=== Exercise ===
Gather every line of the records that contains the word "window", paying attention to case.

=== Excerpted data ===
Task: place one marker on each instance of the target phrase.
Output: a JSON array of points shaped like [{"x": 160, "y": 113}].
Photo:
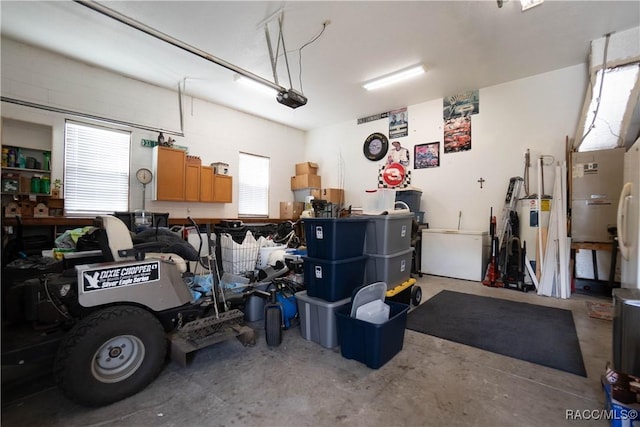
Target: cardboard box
[
  {"x": 40, "y": 211},
  {"x": 291, "y": 210},
  {"x": 305, "y": 181},
  {"x": 307, "y": 168},
  {"x": 332, "y": 195}
]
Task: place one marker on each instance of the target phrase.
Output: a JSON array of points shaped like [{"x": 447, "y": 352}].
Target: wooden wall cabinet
[
  {"x": 222, "y": 188},
  {"x": 178, "y": 180},
  {"x": 192, "y": 183},
  {"x": 169, "y": 172}
]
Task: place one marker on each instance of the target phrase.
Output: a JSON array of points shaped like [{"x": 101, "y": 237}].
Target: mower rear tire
[
  {"x": 110, "y": 355},
  {"x": 273, "y": 326}
]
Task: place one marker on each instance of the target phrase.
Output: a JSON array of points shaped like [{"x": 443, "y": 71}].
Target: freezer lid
[{"x": 452, "y": 231}]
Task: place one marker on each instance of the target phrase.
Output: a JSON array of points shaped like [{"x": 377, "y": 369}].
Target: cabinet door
[
  {"x": 170, "y": 173},
  {"x": 222, "y": 188},
  {"x": 192, "y": 183},
  {"x": 206, "y": 184}
]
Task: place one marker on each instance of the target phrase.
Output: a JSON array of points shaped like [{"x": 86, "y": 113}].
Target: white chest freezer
[{"x": 455, "y": 253}]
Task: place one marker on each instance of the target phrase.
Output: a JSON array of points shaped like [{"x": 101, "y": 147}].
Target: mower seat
[{"x": 117, "y": 244}]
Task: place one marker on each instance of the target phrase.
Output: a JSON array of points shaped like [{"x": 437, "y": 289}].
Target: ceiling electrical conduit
[{"x": 175, "y": 42}]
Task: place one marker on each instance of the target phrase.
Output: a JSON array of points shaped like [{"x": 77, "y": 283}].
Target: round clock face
[
  {"x": 375, "y": 146},
  {"x": 144, "y": 175}
]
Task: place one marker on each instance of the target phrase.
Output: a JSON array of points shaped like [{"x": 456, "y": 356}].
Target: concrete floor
[{"x": 431, "y": 382}]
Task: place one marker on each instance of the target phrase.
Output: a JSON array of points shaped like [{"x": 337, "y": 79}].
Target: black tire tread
[{"x": 80, "y": 331}]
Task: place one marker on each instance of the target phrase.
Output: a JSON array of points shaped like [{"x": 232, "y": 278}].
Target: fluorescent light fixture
[
  {"x": 395, "y": 77},
  {"x": 255, "y": 85},
  {"x": 528, "y": 4}
]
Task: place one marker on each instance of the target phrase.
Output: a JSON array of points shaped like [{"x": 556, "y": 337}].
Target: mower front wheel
[{"x": 109, "y": 355}]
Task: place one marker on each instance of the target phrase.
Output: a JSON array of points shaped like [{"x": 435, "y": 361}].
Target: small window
[
  {"x": 253, "y": 176},
  {"x": 96, "y": 170},
  {"x": 609, "y": 102}
]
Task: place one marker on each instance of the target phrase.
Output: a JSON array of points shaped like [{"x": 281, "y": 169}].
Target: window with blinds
[
  {"x": 253, "y": 177},
  {"x": 96, "y": 170}
]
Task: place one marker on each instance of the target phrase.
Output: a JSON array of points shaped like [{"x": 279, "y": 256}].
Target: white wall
[
  {"x": 212, "y": 132},
  {"x": 535, "y": 113}
]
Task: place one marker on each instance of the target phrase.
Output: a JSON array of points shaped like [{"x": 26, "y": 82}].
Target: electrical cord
[{"x": 324, "y": 27}]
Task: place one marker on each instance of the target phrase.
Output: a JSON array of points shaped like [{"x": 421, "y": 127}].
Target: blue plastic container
[
  {"x": 335, "y": 238},
  {"x": 333, "y": 280},
  {"x": 370, "y": 343}
]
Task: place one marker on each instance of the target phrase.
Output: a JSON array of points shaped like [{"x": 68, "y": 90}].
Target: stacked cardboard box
[
  {"x": 291, "y": 210},
  {"x": 332, "y": 195},
  {"x": 306, "y": 176}
]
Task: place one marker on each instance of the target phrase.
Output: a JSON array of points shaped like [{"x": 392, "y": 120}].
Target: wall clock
[{"x": 375, "y": 146}]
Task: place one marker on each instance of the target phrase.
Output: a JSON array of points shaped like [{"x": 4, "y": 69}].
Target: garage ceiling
[{"x": 464, "y": 44}]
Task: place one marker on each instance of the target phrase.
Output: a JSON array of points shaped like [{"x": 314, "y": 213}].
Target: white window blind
[
  {"x": 96, "y": 170},
  {"x": 253, "y": 176}
]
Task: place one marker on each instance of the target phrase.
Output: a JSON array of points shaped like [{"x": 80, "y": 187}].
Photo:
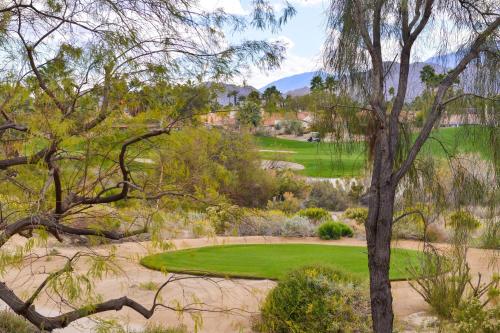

=== Exercise answer ===
Target: small window
Target: window with blinds
Target: white window blind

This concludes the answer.